Please display each line of the data below that contains the word "reef", copying the whole line; matching is case-sensitive.

§ §

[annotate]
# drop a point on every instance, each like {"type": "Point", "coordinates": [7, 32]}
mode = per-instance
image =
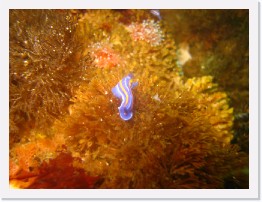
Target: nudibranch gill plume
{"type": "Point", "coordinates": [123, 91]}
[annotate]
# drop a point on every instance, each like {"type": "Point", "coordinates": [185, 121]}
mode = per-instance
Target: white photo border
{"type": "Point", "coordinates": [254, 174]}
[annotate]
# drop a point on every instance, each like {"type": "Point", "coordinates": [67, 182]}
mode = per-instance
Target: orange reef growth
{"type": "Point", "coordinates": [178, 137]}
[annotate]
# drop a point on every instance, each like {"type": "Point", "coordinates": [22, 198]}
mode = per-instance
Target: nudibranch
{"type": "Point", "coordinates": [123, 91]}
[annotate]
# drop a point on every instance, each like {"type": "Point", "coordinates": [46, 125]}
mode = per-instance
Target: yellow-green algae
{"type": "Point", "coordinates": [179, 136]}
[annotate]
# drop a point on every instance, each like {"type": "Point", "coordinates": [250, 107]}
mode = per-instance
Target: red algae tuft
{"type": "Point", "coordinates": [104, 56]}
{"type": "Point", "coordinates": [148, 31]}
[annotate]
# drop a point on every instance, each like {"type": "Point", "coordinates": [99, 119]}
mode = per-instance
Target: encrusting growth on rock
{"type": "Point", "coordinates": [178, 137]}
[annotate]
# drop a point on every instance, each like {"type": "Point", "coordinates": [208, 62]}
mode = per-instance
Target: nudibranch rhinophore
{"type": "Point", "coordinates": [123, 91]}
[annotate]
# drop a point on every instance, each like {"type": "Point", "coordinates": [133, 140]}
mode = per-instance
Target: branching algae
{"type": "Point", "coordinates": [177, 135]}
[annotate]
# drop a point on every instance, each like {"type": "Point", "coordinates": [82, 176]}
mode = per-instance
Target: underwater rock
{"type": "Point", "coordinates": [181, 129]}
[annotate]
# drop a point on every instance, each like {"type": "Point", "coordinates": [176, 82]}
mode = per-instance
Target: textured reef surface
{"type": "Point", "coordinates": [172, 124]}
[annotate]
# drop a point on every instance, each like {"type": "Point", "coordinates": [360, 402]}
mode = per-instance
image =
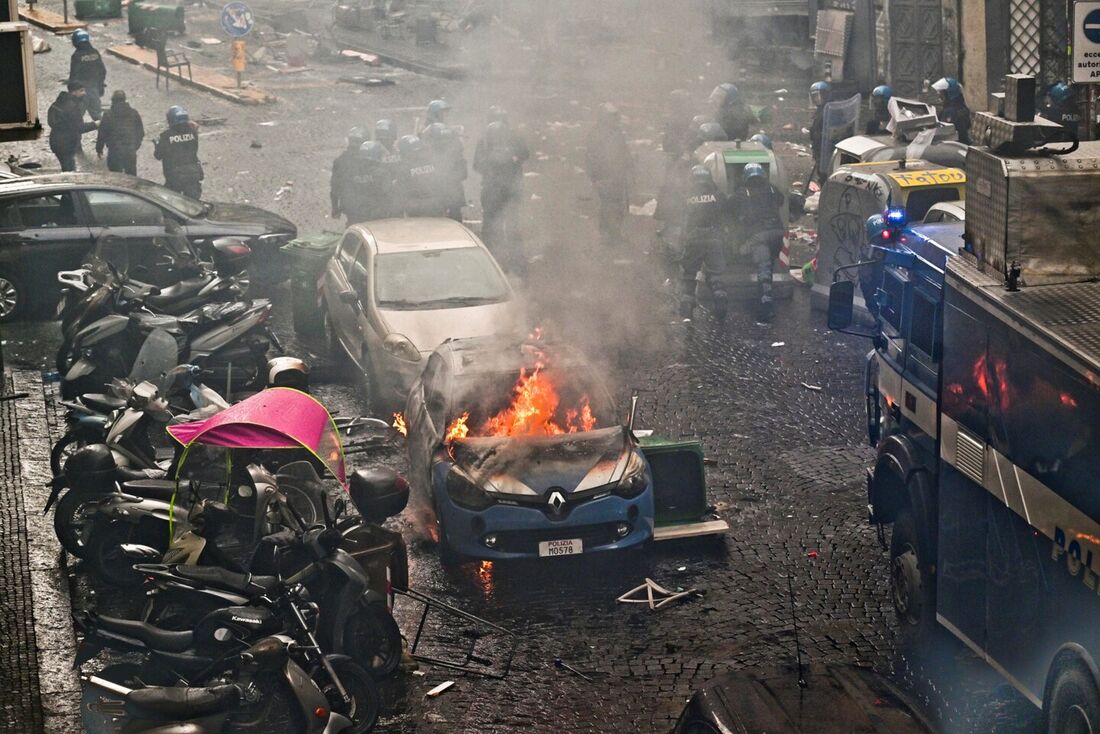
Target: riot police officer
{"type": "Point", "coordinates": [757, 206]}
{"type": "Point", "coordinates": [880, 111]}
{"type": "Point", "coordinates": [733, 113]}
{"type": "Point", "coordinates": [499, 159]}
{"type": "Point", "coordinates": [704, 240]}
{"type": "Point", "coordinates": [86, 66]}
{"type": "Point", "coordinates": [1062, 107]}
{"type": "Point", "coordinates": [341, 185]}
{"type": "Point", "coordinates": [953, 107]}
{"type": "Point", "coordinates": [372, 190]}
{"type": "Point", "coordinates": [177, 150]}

§ §

EXERCISE RESULT
Target: orange reef growth
Target: textured reef surface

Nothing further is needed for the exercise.